◆ **DATA**
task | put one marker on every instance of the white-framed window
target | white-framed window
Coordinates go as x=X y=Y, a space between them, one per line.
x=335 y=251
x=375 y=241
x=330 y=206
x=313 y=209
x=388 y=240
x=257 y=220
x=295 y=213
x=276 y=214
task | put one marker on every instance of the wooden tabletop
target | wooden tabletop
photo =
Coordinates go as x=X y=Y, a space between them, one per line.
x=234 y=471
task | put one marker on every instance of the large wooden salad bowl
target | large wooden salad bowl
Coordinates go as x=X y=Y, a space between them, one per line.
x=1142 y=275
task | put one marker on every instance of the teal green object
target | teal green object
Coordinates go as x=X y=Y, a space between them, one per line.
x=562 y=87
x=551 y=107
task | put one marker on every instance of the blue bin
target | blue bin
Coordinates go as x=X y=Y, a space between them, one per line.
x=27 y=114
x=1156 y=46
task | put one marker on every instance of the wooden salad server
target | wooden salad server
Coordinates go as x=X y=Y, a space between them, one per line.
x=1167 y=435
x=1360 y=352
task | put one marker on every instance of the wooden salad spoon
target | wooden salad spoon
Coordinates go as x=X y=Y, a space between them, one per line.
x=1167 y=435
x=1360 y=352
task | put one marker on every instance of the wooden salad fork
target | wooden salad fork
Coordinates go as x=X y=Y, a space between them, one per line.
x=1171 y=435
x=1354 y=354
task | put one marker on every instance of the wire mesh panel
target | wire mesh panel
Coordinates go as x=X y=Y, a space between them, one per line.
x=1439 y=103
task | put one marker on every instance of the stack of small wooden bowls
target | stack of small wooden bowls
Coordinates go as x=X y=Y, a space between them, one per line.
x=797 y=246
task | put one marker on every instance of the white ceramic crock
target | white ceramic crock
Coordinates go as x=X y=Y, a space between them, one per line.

◆ **GIVEN EXERCISE**
Could you reproduce all of the material above word for word, from its first line through its last?

◆ **EXPECTED OUTPUT**
task | put one marker on every instance of the white-framed window
target | white-framed window
Coordinates go as x=X y=Y, a space between them, one per line.
x=335 y=251
x=375 y=241
x=330 y=206
x=313 y=209
x=388 y=240
x=257 y=220
x=295 y=213
x=276 y=214
task | put one marker on every instance of the wooden tabletop
target | wooden tabletop
photo =
Coordinates go as x=X y=Y, a space between them, one per line.
x=234 y=471
task | put one marker on every instance of the large wooden salad bowl
target | large wooden salad bowl
Coordinates go as x=X y=Y, a space between them, one per line.
x=1142 y=275
task | put one marker on every instance of the teal green object
target | teal green object
Coordinates go as x=X y=Y, a space between them, one per line.
x=562 y=87
x=551 y=107
task | put one marker on every instance of the blue bin
target | blue bin
Coordinates go as x=X y=Y, a space between them, one per line.
x=27 y=114
x=1156 y=46
task | put one marker on every instance of the wooden salad server
target | wooden salad server
Coordinates go as x=X y=Y, a space between them, one per line.
x=1167 y=435
x=1360 y=352
task | put one marker on every instance of the wooden salad spoon
target | wooden salad spoon
Coordinates go as x=X y=Y, a space between them, one per line.
x=1167 y=435
x=1360 y=352
task | put one marker on every instance of the wooden salad fork
target | wooden salad fork
Coordinates go as x=X y=Y, a space between them, one per line.
x=1171 y=435
x=1354 y=354
task | put one marker on every instance of the wire mesh panel
target | wire mesh panel
Coordinates go as x=X y=Y, a space between them, one per line.
x=1439 y=103
task | put one marker on every instance of the stack of small wooden bowls
target | stack of small wooden bowls
Coordinates go as x=X y=Y, a space between them, one per line.
x=797 y=246
task | put one marker on every instance of the white ceramic crock
target | white ceramic crock
Coordinates go as x=X y=Y, a space between them, one per line.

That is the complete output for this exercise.